### Working data ###

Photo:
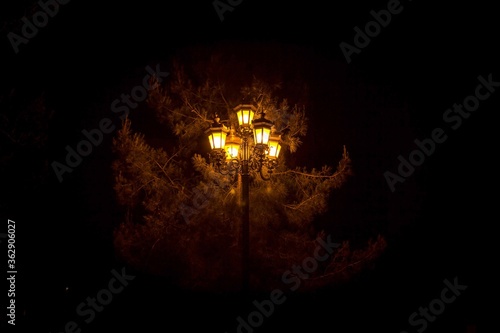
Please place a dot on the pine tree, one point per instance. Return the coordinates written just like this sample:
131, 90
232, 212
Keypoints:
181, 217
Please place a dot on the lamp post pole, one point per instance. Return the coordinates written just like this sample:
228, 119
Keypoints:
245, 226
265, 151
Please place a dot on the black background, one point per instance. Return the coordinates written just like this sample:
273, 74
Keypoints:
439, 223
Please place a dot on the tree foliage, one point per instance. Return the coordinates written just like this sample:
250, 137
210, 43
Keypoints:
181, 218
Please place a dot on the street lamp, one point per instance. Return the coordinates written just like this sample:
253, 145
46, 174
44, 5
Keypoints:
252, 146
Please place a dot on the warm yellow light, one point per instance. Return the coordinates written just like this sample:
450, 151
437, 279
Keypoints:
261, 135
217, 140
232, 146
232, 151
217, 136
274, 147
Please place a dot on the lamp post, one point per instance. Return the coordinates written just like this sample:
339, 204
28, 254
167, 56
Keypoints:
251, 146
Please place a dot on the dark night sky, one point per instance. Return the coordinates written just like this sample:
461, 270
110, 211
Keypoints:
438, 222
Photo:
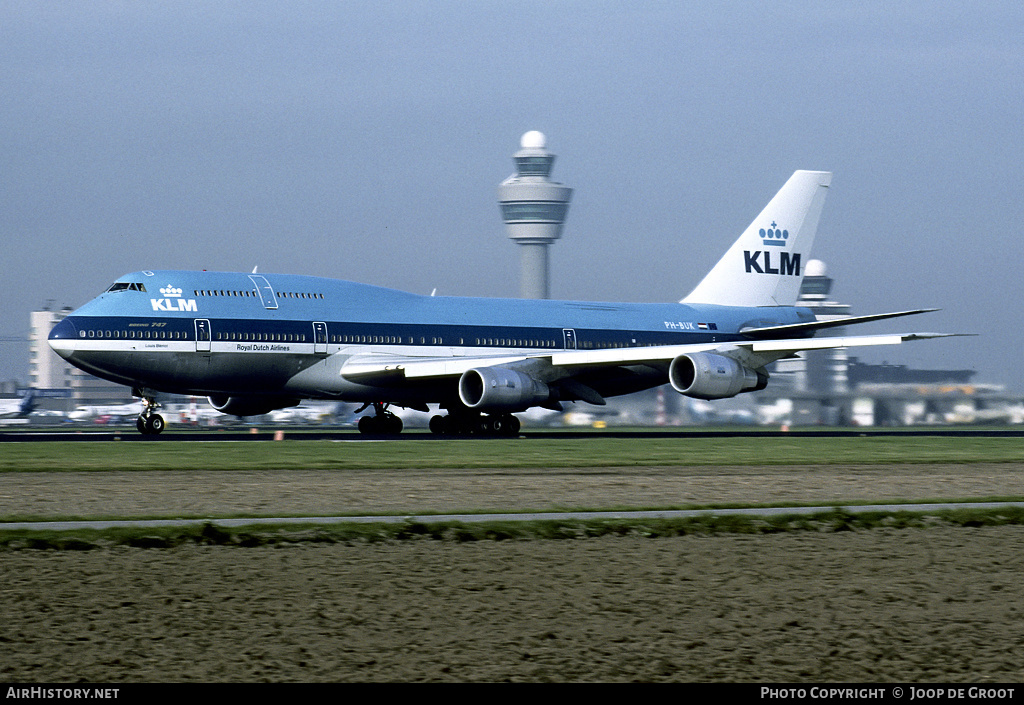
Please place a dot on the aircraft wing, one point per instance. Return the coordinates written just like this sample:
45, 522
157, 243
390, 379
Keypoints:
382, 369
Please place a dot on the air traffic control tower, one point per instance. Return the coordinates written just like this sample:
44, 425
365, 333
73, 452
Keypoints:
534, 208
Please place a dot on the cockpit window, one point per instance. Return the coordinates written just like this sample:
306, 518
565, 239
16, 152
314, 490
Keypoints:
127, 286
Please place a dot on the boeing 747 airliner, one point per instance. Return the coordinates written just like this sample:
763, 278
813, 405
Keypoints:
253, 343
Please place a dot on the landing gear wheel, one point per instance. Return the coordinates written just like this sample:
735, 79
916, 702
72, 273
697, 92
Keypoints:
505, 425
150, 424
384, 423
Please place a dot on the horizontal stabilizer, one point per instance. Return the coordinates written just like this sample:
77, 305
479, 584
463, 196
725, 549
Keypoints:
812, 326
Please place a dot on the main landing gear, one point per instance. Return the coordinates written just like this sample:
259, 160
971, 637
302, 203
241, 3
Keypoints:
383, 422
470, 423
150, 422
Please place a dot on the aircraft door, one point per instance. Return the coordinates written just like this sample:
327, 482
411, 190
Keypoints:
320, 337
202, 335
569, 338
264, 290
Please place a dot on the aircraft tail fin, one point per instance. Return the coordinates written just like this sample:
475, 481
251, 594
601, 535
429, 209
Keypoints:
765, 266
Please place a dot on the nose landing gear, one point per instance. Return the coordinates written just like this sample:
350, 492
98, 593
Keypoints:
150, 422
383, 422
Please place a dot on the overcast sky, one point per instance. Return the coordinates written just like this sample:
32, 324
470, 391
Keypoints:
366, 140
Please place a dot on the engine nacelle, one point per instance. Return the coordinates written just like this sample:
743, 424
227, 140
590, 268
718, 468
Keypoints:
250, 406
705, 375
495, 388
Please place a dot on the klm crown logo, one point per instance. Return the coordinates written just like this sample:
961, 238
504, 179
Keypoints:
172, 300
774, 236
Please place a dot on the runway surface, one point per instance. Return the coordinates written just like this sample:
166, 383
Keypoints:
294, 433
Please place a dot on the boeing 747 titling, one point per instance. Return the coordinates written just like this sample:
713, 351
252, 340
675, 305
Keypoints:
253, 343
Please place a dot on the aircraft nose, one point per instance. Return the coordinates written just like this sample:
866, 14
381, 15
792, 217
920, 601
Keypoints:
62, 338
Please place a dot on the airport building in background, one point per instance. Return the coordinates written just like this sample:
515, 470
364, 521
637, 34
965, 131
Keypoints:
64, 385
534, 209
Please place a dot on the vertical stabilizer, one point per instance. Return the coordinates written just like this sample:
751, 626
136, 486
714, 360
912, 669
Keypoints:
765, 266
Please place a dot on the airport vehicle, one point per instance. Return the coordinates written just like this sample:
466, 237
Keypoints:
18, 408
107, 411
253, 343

###
### Working data ###

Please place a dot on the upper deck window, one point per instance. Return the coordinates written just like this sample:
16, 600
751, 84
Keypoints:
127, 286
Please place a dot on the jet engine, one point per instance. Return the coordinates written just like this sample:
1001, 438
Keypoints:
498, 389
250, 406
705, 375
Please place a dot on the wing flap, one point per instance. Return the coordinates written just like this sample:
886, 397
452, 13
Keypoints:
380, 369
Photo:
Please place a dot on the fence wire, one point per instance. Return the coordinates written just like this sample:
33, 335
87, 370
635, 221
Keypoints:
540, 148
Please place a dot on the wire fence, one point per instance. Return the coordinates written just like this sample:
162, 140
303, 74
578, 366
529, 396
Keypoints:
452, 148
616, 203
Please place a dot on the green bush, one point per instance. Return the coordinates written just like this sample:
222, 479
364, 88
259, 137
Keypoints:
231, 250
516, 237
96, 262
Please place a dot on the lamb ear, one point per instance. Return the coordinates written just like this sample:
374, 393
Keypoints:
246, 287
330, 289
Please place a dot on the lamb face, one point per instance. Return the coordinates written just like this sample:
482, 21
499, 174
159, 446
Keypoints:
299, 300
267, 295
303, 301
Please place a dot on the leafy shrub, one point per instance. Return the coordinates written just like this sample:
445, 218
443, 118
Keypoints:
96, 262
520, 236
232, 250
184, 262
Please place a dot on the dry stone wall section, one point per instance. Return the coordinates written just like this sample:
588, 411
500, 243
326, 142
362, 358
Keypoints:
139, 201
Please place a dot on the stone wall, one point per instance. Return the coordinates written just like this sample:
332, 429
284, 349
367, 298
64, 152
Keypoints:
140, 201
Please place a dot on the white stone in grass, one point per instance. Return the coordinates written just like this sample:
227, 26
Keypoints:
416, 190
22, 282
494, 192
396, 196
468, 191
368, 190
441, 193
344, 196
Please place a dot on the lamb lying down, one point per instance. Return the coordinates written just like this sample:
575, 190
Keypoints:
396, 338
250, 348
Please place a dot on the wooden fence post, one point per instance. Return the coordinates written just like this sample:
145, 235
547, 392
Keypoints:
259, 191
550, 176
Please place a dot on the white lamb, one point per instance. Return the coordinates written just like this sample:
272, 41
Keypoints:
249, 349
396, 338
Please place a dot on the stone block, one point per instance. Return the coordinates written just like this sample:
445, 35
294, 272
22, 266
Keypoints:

###

» **Your task**
Among the lines above, find those holding "background" and copy each one.

» **Reply**
Please place a dot on the black background, one point per instance. Return the coordinates written just like this sample:
Please place a dot on the airport building in background, one point per instance. Return the coordinates written just like this sample:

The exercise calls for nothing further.